- **Page text**
CORPORATE & FINANCIAL UPDATE
Safety is at the core of Suncor values. As a result, the Investor Showcase, previously planned for May 2020, has been deferred to manage the risk of COVID-19 transmission. The AGM will be held on May 6th, 2020 but the Board and full executive team will not be present in person at the meeting. Unlike prior years, the AGM will not be open to the general public and will be limited to registered shareholders only. Suncor is discouraging physical attendance and instead requests shareholders view the meeting via webcast with details to be provided at a later date.
The corporate target of $2 billion of incremental free funds flow by 2023 continues to be a critical target of Suncor’s by enhancing margin, improving business processes, and reducing operating and sustaining capital costs. However, in order to maintain balance sheet strength, financial flexibility and liquidity, the execution timeline of a number of these initiatives has been revised, as outlined in the capital section above. As a result, full achievement of the $2 billion target is anticipated to be delayed by up to 2 years to 2025.

- **Given information**
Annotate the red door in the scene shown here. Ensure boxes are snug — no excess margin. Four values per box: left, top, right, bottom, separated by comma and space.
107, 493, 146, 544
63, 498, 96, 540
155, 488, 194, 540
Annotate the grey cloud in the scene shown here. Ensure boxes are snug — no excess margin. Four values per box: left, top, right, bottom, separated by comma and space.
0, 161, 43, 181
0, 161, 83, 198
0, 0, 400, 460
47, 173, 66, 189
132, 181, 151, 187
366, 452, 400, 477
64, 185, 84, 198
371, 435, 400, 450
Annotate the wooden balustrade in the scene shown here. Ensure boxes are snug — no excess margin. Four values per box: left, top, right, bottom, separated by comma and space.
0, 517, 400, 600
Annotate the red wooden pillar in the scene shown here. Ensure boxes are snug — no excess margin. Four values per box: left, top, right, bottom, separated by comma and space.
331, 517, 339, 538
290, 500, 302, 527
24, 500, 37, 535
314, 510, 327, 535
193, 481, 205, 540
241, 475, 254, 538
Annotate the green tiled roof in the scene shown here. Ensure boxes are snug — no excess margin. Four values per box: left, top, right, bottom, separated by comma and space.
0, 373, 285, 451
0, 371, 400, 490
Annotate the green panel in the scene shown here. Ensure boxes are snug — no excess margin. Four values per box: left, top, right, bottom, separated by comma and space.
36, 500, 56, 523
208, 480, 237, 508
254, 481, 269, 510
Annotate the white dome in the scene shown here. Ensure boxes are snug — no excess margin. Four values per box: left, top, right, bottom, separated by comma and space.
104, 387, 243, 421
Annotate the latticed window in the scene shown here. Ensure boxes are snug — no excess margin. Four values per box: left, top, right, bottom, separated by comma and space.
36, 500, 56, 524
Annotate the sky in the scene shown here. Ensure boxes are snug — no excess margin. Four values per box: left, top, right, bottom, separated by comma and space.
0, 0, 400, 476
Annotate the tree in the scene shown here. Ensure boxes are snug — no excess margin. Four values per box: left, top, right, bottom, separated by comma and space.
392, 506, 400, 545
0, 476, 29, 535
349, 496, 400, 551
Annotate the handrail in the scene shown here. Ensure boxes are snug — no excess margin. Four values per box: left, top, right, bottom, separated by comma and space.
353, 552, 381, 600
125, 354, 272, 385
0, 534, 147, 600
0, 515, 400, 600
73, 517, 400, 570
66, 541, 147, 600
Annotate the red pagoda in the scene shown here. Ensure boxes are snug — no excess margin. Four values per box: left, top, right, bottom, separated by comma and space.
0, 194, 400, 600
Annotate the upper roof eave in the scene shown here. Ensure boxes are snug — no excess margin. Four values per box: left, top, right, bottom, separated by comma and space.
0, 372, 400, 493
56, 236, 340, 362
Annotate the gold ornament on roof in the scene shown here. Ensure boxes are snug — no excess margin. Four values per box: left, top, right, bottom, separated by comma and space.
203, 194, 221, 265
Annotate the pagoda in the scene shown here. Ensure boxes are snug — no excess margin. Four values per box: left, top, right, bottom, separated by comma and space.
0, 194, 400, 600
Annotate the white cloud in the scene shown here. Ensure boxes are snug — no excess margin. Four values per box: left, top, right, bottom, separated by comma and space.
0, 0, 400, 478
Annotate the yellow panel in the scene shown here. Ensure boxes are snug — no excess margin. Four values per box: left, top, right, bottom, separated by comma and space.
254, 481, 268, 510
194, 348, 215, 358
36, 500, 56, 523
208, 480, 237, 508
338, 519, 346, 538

- **Action item A**
Answer from the corporate and financial update, one line each:
(i) On what date will the AGM be held?
(ii) To whom will the AGM be limited?
(iii) By up to how many years is full achievement of the $2 billion target expected to be delayed, and to which year?
- **Action item B**
Quote the corporate and financial update word for word from "CORPORATE & FINANCIAL" to "a later date.".

- **Answer A**
(i) May 6th, 2020
(ii) Registered shareholders only
(iii) Up to 2 years, to 2025

- **Answer B**
CORPORATE & FINANCIAL UPDATE
Safety is at the core of Suncor values. As a result, the Investor Showcase, previously planned for May 2020, has been deferred to manage the risk of COVID-19 transmission. The AGM will be held on May 6th, 2020 but the Board and full executive team will not be present in person at the meeting. Unlike prior years, the AGM will not be open to the general public and will be limited to registered shareholders only. Suncor is discouraging physical attendance and instead requests shareholders view the meeting via webcast with details to be provided at a later date.